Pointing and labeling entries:
::::::
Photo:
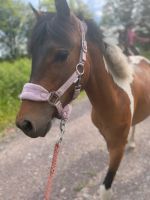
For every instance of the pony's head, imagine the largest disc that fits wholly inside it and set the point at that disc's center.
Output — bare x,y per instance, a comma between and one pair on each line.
57,50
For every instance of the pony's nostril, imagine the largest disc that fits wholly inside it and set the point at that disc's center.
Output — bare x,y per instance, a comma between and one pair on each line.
26,126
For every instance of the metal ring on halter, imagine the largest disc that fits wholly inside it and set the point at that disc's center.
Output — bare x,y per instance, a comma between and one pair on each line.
53,99
80,72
::::::
### [Your instructions]
Give every line of the records above as a numbered list, leaving out blank lines and the pictures.

### [Result of this task]
1. Photo:
2. For every instance of the pony's head, imagine the largest disc that fits wholly inside it and set the point at that disc's center.
3. Output — bare x,y per instance, a comma between and one pair on each line.
4. 57,50
5. For every instance of the pony's nostril, imagine the largest disc that fits wholly inside it and set the point at that disc's center.
6. Output — bare x,y per instance, a comma between and one pair on each line.
7. 26,126
8. For every instance of the metal ring on halter, imagine the largest disc that fits wholly inside it and set the point at that disc's center.
9. Output — bare x,y per instance, a comma between and one pair on each line.
10. 53,99
11. 80,72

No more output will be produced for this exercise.